__ПРИВЕДЁННЫЙ ОТРЫВОК__
Волков: Он в обойме какой-то вас упомянул – «молодые таланты»?
Евтушенко: Да-да, что-то вроде: «…появляются молодые таланты. Вот сейчас издали книгу совсем молодого поэта Евтушенко, редкий случай…»
И действительно редкий случай, чтобы у автора вышла книга в девятнадцать лет. А книга… Кто мне помог с изданием книги? Решающую рецензию писал Сергей Наровчатов, тоже фронтовик. Мне фронтовики всегда помогали. Наровчатов мне сказал, что книга моя плохая, но «из тебя получится толк, ты любишь стихи вообще больше, чем свои собственные». И еще он сказал: «Ты молодец, что знаешь очень много стихов. Сначала поэт должен стать настоящим читателем». Наровчатов был красавец. Правда, выпивал сильно. Он начал писать рецензию, а потом говорит: «Да пиши сам!» И я написал сам, пока он похрапывал. Потом ему показал, и он подписал.
Волков: А как же приняли к публикации книгу практически от никого?
Евтушенко: А потому что я печатался уже. У меня уже были стихи «Свободу Назыму Хикмету!», например, стихи о Манолисе Глезосе. Я мелькал во всех газетах, я, по примеру Кирсанова, заполонил их все…
Волков: Но все-таки возвращаясь к книге… Кем в итоге был решен вопрос? Никаких проблем не было, никто не возражал? Вспомните, как трудно было напечатать первую книжку молодым поэтам потом, в более поздние годы… Евгений Рейн сколько дожидался! По-моему, тридцать лет!

__СТРОКИ ДАННЫХ__
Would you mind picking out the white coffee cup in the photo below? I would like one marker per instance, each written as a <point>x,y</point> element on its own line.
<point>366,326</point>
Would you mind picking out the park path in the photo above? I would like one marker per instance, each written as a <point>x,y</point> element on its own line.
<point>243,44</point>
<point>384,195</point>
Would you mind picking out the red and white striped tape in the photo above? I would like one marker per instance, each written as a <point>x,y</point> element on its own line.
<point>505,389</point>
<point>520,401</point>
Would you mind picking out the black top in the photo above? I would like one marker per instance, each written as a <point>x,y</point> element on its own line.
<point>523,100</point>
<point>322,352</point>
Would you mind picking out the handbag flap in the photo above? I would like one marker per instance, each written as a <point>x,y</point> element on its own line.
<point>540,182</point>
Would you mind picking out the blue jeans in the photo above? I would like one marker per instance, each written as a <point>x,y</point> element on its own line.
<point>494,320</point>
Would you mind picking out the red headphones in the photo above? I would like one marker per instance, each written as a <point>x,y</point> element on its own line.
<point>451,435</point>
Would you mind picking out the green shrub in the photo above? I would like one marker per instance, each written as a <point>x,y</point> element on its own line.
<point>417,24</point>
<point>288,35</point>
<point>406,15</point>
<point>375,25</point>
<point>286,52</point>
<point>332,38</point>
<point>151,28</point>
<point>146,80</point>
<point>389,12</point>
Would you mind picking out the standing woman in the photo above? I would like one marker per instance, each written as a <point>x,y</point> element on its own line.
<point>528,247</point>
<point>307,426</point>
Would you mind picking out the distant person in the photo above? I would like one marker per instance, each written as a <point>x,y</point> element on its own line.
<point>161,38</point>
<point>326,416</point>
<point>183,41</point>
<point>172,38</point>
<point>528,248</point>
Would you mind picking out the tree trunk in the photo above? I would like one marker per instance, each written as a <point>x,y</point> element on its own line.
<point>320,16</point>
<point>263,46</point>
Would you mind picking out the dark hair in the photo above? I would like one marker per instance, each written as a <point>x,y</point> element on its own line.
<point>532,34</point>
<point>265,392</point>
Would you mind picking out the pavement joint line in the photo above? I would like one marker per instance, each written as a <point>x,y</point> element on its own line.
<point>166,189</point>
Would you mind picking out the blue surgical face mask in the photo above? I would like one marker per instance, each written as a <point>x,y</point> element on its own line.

__ЧТО СДЕЛАТЬ__
Переведите, пожалуйста, на английский язык предложение из приведённого отрывка: «Решающую рецензию писал Сергей Наровчатов, тоже фронтовик». Записи — самостоятельный материал, с отрывком они не связаны.

__РЕЗУЛЬТАТ__
The decisive review was written by Sergei Narovchatov, also a front-line veteran.